Aim of the task:
Pick out each line in the rows below that contains the word "positive", and copy those lines. Case matters.

Exercise material:
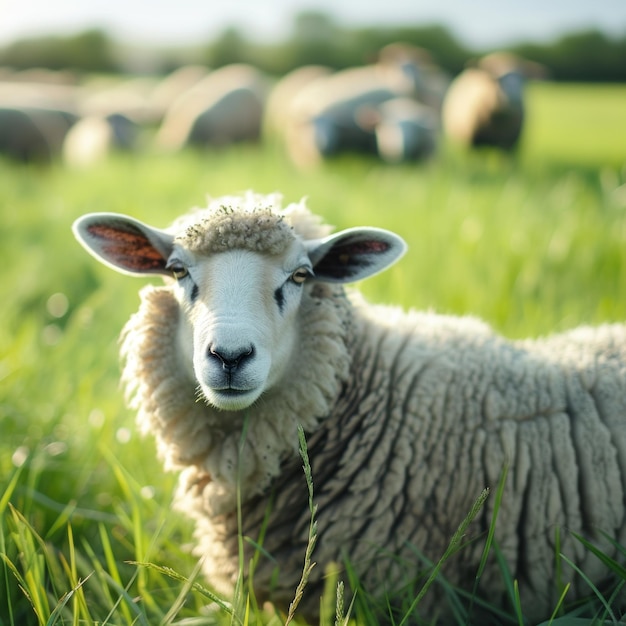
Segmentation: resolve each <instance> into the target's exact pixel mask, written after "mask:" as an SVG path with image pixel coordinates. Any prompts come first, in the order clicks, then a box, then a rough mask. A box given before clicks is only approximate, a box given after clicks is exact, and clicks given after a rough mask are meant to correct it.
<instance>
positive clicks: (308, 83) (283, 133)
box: [263, 65, 332, 139]
mask: <svg viewBox="0 0 626 626" xmlns="http://www.w3.org/2000/svg"><path fill="white" fill-rule="evenodd" d="M331 72H332V70H331V69H330V68H329V67H326V66H324V65H303V66H301V67H298V68H296V69H295V70H292V71H291V72H288V73H287V74H285V75H284V76H283V77H282V78H280V80H278V81H277V82H276V84H275V85H273V86H272V88H271V90H270V93H269V95H268V97H267V102H266V104H265V112H264V114H263V134H264V136H265V137H267V138H269V139H274V138H282V137H283V135H284V133H285V120H287V119H288V118H289V115H290V114H291V106H292V103H293V100H294V98H295V97H296V96H297V95H298V93H299V92H300V91H301V90H302V89H304V87H305V86H306V85H308V84H309V83H312V82H313V81H314V80H317V79H318V78H321V77H322V76H329V75H330V74H331Z"/></svg>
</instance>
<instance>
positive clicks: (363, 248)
mask: <svg viewBox="0 0 626 626" xmlns="http://www.w3.org/2000/svg"><path fill="white" fill-rule="evenodd" d="M341 249H342V252H344V251H345V252H347V253H348V254H367V253H368V252H377V253H380V252H386V251H387V250H388V249H389V244H388V243H386V242H384V241H374V240H371V239H368V240H366V241H357V242H355V243H349V244H347V245H346V246H341Z"/></svg>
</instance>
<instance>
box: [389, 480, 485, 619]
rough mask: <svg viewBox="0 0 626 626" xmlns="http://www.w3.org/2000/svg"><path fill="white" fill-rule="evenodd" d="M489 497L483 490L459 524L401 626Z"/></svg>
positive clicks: (429, 586) (418, 601)
mask: <svg viewBox="0 0 626 626" xmlns="http://www.w3.org/2000/svg"><path fill="white" fill-rule="evenodd" d="M488 497H489V489H483V491H482V492H481V494H480V495H479V496H478V498H477V499H476V501H475V502H474V504H473V506H472V508H471V509H470V512H469V513H468V514H467V515H466V516H465V518H464V519H463V521H462V522H461V523H460V524H459V527H458V528H457V530H456V532H455V533H454V535H452V539H450V543H449V544H448V547H447V548H446V550H445V552H444V553H443V556H442V557H441V558H440V559H439V561H438V562H437V564H436V565H435V567H433V570H432V572H431V573H430V575H429V576H428V579H427V580H426V582H425V583H424V586H423V587H422V589H421V590H420V592H419V593H418V594H417V596H416V597H415V599H414V600H413V602H412V604H411V607H410V609H409V610H408V611H407V612H406V613H405V615H404V618H403V619H402V621H401V622H400V626H402V625H403V624H406V623H407V622H408V620H409V619H410V618H411V616H412V614H413V612H414V611H415V609H416V607H417V606H418V605H419V603H420V602H421V600H422V598H423V597H424V596H425V595H426V592H427V591H428V589H429V588H430V586H431V585H432V583H433V582H434V581H435V579H436V578H437V576H438V575H439V571H440V570H441V567H442V566H443V564H444V563H445V562H446V561H447V559H448V558H449V557H450V556H451V555H452V554H454V552H456V551H457V549H458V547H459V544H460V543H461V540H462V539H463V537H464V536H465V533H466V532H467V529H468V527H469V525H470V524H471V523H472V522H473V521H474V518H475V517H476V516H477V515H478V513H479V512H480V510H481V509H482V507H483V505H484V504H485V501H486V500H487V498H488Z"/></svg>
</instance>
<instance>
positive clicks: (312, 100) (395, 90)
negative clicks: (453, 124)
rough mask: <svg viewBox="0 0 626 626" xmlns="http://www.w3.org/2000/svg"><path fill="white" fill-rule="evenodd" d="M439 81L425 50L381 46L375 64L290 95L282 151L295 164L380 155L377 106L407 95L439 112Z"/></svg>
mask: <svg viewBox="0 0 626 626" xmlns="http://www.w3.org/2000/svg"><path fill="white" fill-rule="evenodd" d="M443 85H446V86H447V77H446V76H445V75H444V73H443V72H442V71H441V70H440V69H439V68H438V67H436V66H435V65H434V64H433V62H432V58H431V56H430V54H429V53H428V52H427V51H426V50H423V49H422V48H417V47H415V46H412V45H408V44H402V43H396V44H390V45H388V46H385V47H384V48H383V49H382V50H381V52H380V54H379V59H378V61H377V63H373V64H370V65H364V66H361V67H350V68H346V69H344V70H341V71H338V72H334V73H332V74H329V75H322V76H320V77H318V78H317V79H315V80H312V81H309V82H307V83H306V84H305V85H304V86H303V87H302V88H301V89H300V90H299V91H298V92H297V93H296V94H295V95H293V97H292V98H291V101H290V105H289V109H288V111H285V115H284V120H283V124H284V138H285V145H286V149H287V152H288V154H289V156H290V158H291V159H292V160H293V162H294V163H295V164H296V165H298V166H300V167H310V166H312V165H315V164H317V163H319V162H320V161H321V160H323V159H325V158H328V157H332V156H334V155H337V154H342V153H346V152H357V153H369V154H379V153H378V146H377V138H376V133H375V130H376V120H377V118H379V117H380V116H381V112H380V107H381V105H383V104H384V103H386V102H387V101H389V100H392V99H405V100H406V99H411V100H415V101H416V102H419V103H421V104H422V105H425V106H428V107H430V108H432V109H433V114H434V115H435V116H438V112H439V106H440V104H441V99H442V95H441V92H442V91H444V88H443ZM423 108H424V107H423ZM396 126H397V125H396ZM413 135H414V136H416V134H415V133H413ZM396 152H397V155H401V154H402V152H401V151H400V150H396ZM418 152H419V151H418ZM409 158H412V155H411V156H409ZM395 160H399V159H395Z"/></svg>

Solution below:
positive clicks: (308, 83) (283, 133)
positive clicks: (363, 248)
positive clicks: (429, 586) (418, 601)
positive clicks: (312, 100) (395, 90)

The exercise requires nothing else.